═════ Material provided ═════

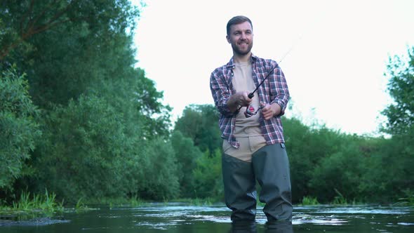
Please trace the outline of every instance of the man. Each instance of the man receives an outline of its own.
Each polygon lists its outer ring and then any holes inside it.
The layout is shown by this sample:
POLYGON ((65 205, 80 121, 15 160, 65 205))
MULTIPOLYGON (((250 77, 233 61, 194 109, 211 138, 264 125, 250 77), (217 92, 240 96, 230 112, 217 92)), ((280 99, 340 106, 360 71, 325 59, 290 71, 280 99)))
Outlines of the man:
POLYGON ((252 54, 250 19, 232 18, 227 34, 233 56, 227 65, 215 69, 210 79, 224 139, 226 205, 232 210, 233 222, 254 221, 257 180, 267 222, 291 221, 289 161, 281 122, 289 99, 284 74, 275 61, 252 54), (256 88, 254 95, 249 96, 256 88))

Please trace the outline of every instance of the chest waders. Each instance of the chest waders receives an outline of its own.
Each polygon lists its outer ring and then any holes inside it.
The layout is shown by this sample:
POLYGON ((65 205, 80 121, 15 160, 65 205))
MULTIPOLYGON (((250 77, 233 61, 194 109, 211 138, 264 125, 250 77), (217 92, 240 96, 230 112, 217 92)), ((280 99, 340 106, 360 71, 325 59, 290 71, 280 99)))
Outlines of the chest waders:
POLYGON ((247 162, 224 154, 222 159, 225 198, 233 222, 254 221, 256 180, 261 187, 260 202, 268 222, 291 221, 292 203, 289 161, 283 143, 268 145, 247 162))

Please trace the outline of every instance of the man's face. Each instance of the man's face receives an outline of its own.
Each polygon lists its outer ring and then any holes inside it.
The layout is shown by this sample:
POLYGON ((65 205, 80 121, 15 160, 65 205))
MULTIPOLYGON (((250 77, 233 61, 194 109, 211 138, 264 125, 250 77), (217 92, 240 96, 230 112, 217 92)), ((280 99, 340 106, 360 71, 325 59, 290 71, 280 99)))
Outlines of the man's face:
POLYGON ((245 55, 250 53, 253 46, 253 32, 248 22, 244 22, 230 27, 229 35, 226 36, 232 44, 235 55, 245 55))

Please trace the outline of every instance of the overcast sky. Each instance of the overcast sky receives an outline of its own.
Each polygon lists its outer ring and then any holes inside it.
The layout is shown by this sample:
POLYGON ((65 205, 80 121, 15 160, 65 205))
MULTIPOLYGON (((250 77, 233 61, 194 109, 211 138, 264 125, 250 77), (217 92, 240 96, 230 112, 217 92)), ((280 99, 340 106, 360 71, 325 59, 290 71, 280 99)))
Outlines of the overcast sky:
POLYGON ((414 1, 147 0, 135 32, 138 66, 163 91, 173 121, 190 104, 213 104, 211 72, 232 55, 226 24, 253 25, 253 54, 279 62, 288 116, 375 135, 391 102, 390 55, 414 46, 414 1))

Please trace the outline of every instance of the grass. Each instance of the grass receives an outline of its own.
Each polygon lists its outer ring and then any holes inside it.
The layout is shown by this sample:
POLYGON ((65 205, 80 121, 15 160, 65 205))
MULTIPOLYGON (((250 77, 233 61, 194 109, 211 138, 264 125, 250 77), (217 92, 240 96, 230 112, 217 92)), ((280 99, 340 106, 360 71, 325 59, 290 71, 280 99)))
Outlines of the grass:
POLYGON ((302 199, 302 205, 303 206, 316 206, 319 205, 318 199, 312 197, 304 197, 302 199))
POLYGON ((46 213, 61 212, 63 211, 63 202, 57 203, 56 195, 49 194, 45 190, 44 195, 33 194, 30 192, 22 192, 18 201, 13 202, 11 211, 39 211, 46 213), (31 197, 32 196, 32 197, 31 197))

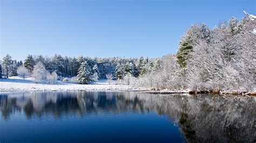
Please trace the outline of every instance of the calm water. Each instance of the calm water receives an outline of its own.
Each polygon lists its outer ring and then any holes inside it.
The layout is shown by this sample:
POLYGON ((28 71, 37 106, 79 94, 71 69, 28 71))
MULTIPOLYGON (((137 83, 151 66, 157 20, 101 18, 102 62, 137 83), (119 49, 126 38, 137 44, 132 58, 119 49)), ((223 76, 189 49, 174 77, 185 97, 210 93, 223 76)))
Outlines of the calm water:
POLYGON ((0 93, 0 142, 255 141, 254 97, 0 93))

═════

[Do this]
Rewrite all of the data above, replacing "overcast sky" with "cloudy sky" and changing nothing else. Omit the pictures from your answer.

[Finished exercise]
Please trace the outline of every instance of the man. Each instance of the man receives an outline of its own.
Each polygon lists its outer ring and then any holes inside it.
The layout is shown by this sample:
POLYGON ((65 205, 80 121, 15 160, 65 205))
MULTIPOLYGON (((250 77, 233 61, 194 109, 211 138, 264 125, 250 77), (217 92, 240 96, 230 112, 217 92)), ((280 99, 340 106, 360 71, 325 59, 290 71, 280 99)))
Outlines of the man:
POLYGON ((252 54, 250 19, 232 18, 227 34, 233 56, 227 65, 215 69, 210 79, 224 139, 226 205, 232 210, 233 222, 254 221, 257 180, 267 222, 291 221, 289 161, 281 122, 289 99, 284 74, 275 61, 252 54), (256 88, 254 95, 249 96, 256 88))

Please trace the outline of every instance of the chest waders. Each instance of the chest waders receives an outline of its own.
Each polygon lists its outer ring and then any holes inside it.
The layout is shown by this sample:
POLYGON ((65 205, 80 121, 15 160, 65 205))
MULTIPOLYGON (((250 77, 233 61, 194 109, 211 138, 264 125, 250 77), (217 92, 240 96, 230 112, 217 92)), ((280 99, 340 106, 360 71, 325 59, 290 71, 280 99)))
Outlines of the chest waders:
POLYGON ((247 162, 224 154, 222 159, 225 198, 233 222, 254 221, 256 180, 261 187, 260 202, 268 222, 291 221, 292 203, 289 161, 283 143, 268 145, 247 162))

Please trace the outline of every instance of the man's face. Each instance of the man's face receives an outline of its own.
Each polygon lists its outer ring and then any holes inside it.
The layout is shown by this sample:
POLYGON ((65 205, 80 121, 15 160, 65 205))
MULTIPOLYGON (((250 77, 233 61, 194 109, 211 138, 264 125, 250 77), (217 92, 240 96, 230 112, 217 92)), ((280 99, 340 106, 360 71, 325 59, 290 71, 280 99)))
Outlines of the man's face:
POLYGON ((245 55, 250 53, 253 46, 253 32, 248 22, 244 22, 230 27, 229 35, 226 36, 232 44, 235 55, 245 55))

Please trace the outline of every instance of the cloudy sky. Each instance of the cloudy sky receives an outline of its own.
Each polygon lists its outer ring and then any holes inside it.
The layout is shown by this sample:
POLYGON ((65 205, 80 121, 15 160, 65 205))
MULTIPOLYGON (((250 77, 233 61, 194 109, 211 138, 264 125, 250 77), (217 92, 240 96, 230 112, 217 92)), ((280 99, 340 106, 360 71, 325 59, 290 71, 280 99)))
Outlines of the cloudy sky:
POLYGON ((414 1, 147 0, 135 32, 138 66, 163 91, 173 121, 190 104, 213 104, 211 72, 232 55, 226 24, 253 25, 253 54, 279 62, 288 116, 375 135, 391 102, 390 55, 414 46, 414 1))

Please trace the outline of every instance of the grass. Each instance of the grass receives an outline of its own.
Each polygon lists its outer ring and then any holes inside it.
The layout is shown by this sample:
POLYGON ((65 205, 80 121, 15 160, 65 205))
MULTIPOLYGON (((250 77, 233 61, 194 109, 211 138, 264 125, 250 77), (217 92, 240 96, 230 112, 217 92)), ((280 99, 340 106, 360 71, 325 59, 290 71, 280 99)))
Outlines of the grass:
POLYGON ((302 199, 302 205, 303 206, 316 206, 319 205, 318 199, 312 197, 304 197, 302 199))
POLYGON ((46 213, 61 212, 63 211, 63 202, 57 203, 56 195, 49 194, 45 190, 44 195, 33 194, 30 192, 22 192, 18 201, 13 202, 11 211, 39 211, 46 213), (31 197, 32 196, 32 197, 31 197))

Please trace the outline of every instance of the calm water. Each instance of the calm water receives an outline of its own.
Each polygon lists its outer ring and then any holes inside it.
The layout is shown by this sample:
POLYGON ((28 71, 37 106, 79 94, 71 69, 28 71))
MULTIPOLYGON (((137 83, 151 66, 157 20, 101 18, 102 62, 137 83), (119 49, 126 38, 137 44, 132 58, 119 49)), ((223 76, 189 49, 174 77, 185 97, 210 93, 223 76)))
Outlines of the calm water:
POLYGON ((0 93, 0 142, 255 141, 254 97, 0 93))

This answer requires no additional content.